[Stored records]
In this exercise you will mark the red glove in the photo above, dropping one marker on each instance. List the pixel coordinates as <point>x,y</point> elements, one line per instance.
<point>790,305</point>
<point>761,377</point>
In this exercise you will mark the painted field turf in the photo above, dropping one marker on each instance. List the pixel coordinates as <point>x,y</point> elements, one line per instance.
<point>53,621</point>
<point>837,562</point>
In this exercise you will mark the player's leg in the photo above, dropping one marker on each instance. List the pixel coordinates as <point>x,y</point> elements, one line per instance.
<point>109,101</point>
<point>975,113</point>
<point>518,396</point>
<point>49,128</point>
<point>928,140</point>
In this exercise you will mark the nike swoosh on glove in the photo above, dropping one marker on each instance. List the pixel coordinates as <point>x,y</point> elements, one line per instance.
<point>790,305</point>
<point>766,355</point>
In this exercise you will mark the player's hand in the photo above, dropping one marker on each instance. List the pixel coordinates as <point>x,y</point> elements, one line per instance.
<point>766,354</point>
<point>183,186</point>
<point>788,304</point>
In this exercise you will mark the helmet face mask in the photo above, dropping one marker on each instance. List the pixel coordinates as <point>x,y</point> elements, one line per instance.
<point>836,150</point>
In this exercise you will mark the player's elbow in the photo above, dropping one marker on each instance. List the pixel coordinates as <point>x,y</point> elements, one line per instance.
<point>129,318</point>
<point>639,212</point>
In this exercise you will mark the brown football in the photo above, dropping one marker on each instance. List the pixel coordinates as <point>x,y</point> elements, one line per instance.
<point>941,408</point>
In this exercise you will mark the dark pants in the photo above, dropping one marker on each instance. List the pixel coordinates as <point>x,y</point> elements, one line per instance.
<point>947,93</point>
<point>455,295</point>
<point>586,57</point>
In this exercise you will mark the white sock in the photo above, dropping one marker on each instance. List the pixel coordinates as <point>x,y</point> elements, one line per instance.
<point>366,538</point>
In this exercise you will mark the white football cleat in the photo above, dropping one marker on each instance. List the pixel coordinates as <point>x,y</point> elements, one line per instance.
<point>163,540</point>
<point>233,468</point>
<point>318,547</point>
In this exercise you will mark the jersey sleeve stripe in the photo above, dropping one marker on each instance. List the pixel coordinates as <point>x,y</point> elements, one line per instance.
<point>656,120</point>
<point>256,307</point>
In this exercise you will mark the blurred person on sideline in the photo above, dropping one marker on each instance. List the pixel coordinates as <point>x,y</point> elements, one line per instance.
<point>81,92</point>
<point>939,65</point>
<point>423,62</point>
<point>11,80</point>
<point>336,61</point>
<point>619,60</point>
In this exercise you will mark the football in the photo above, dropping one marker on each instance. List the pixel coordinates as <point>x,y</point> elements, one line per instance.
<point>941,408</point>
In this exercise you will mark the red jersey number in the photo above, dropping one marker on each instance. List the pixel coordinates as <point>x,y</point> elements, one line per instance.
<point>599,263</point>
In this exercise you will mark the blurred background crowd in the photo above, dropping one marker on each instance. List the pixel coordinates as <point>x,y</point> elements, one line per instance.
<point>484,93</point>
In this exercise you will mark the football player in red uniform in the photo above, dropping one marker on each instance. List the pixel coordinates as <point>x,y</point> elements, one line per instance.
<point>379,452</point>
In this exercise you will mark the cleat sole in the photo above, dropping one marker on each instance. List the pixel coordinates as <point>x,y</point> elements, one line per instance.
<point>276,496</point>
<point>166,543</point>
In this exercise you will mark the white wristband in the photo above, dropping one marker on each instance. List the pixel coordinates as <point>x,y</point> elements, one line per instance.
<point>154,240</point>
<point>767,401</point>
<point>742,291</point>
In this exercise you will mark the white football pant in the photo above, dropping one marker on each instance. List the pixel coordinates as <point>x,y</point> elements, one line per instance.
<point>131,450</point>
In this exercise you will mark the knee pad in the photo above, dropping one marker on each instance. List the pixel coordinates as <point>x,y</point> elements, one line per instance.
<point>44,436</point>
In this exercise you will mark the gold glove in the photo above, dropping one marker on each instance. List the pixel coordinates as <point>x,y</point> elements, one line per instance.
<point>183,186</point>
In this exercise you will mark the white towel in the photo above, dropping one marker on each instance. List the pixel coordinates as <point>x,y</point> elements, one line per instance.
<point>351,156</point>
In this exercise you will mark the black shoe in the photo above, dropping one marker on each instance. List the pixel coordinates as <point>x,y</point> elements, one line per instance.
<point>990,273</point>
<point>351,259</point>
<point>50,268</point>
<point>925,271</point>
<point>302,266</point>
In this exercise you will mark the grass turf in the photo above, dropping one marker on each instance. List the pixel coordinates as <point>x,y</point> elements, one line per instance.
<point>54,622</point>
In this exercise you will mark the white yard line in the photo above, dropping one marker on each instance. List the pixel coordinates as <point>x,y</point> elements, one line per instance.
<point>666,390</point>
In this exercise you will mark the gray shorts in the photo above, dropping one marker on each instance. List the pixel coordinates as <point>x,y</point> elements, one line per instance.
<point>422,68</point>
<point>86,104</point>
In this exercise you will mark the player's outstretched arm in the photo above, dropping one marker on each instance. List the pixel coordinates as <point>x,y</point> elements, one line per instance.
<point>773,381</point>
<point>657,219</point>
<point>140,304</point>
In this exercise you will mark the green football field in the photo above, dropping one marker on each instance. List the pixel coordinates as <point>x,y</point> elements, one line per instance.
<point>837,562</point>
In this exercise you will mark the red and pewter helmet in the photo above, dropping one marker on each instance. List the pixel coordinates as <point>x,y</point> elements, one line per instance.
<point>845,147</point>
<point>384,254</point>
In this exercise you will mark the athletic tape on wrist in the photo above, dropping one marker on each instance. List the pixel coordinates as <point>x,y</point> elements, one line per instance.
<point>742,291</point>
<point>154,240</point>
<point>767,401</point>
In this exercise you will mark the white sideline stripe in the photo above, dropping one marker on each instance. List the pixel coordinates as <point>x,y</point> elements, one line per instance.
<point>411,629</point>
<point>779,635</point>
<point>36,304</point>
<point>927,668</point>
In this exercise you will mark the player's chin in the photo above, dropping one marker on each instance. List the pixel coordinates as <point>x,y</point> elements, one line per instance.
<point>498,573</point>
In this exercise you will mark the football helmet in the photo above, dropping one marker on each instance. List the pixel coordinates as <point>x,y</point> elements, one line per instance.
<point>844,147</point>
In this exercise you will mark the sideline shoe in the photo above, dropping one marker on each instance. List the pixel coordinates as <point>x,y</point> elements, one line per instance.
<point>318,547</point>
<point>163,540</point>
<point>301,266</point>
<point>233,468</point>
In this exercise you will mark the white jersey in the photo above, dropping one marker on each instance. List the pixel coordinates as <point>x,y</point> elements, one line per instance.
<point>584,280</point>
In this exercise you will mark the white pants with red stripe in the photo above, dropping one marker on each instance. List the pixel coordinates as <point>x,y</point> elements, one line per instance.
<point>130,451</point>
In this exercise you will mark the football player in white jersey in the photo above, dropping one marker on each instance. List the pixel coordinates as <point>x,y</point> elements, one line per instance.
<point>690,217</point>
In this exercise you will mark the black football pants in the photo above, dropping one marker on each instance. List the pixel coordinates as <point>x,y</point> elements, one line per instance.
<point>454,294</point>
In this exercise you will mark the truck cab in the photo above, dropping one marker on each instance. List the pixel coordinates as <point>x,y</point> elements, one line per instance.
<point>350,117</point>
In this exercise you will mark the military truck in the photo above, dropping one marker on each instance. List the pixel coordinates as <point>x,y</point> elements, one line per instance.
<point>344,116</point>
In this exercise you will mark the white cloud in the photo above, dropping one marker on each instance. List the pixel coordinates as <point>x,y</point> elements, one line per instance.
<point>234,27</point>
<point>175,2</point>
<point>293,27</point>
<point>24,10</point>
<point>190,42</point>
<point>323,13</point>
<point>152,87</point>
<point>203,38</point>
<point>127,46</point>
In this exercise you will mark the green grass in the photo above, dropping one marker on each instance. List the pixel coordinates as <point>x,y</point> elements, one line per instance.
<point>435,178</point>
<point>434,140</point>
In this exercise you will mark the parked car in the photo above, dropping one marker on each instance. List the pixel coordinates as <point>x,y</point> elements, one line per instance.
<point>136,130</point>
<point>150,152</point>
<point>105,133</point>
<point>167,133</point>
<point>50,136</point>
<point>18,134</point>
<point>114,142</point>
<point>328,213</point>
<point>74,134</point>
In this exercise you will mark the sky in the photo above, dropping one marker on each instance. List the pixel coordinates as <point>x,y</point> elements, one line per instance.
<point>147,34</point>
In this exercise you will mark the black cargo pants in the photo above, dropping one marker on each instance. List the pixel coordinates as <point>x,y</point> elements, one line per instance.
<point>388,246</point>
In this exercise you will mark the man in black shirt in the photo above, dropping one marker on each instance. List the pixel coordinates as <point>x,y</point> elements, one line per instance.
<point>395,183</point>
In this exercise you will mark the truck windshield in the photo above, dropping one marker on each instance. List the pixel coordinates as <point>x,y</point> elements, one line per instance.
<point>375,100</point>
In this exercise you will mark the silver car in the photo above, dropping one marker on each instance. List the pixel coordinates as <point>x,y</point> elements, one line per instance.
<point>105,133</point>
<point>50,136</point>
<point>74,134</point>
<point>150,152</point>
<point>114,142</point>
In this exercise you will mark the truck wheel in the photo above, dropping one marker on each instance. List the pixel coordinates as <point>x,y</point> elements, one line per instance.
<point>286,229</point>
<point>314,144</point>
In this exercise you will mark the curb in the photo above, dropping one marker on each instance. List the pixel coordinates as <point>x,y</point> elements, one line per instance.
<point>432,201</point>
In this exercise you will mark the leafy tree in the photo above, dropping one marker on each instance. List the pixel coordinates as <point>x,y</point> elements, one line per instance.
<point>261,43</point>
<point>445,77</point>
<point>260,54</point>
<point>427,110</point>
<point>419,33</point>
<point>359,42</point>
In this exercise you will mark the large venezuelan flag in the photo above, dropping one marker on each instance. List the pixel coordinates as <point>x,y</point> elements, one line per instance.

● WHAT YOU WILL DO: Your task is to transcribe exactly the lines from the one with "In this exercise you will mark the man" through the end of the data, both included, and nothing besides.

● OUTPUT BELOW:
In this exercise you will mark the man in black shirt in the photo above, dropping one marker on each instance. List the pixel coordinates as <point>x,y</point> elements, one line per instance.
<point>395,183</point>
In this exercise you will mark the truck windshield in the photo above, dropping one marker on each instance. List the pixel coordinates as <point>x,y</point> elements, one line per instance.
<point>375,100</point>
In this exercise you will mark the silver car in the photo above, dropping one marker on each instance. List the pixel coordinates as <point>x,y</point> elements, one line per instance.
<point>105,133</point>
<point>50,136</point>
<point>74,134</point>
<point>150,152</point>
<point>114,142</point>
In this exercise you will mark the truck wheel in the photo above, dropping one marker on each instance. List the pixel coordinates as <point>x,y</point> elements, one line per instance.
<point>286,229</point>
<point>314,144</point>
In this exercise you will mark the curb in the photo above, dropping one marker on each instance. List the pixel coordinates as <point>x,y</point> elements, one line per instance.
<point>432,201</point>
In this exercise you will mark the leafy tree in the photo above, dropping one marker on each instance. List the pixel coordinates as <point>x,y</point> elements, one line per instance.
<point>261,43</point>
<point>445,77</point>
<point>260,54</point>
<point>427,110</point>
<point>419,33</point>
<point>359,42</point>
In this exercise you will mark the large venezuelan flag in the photo above, dropping one marker on each instance. List the pixel coordinates as <point>x,y</point> elements, one line per instance.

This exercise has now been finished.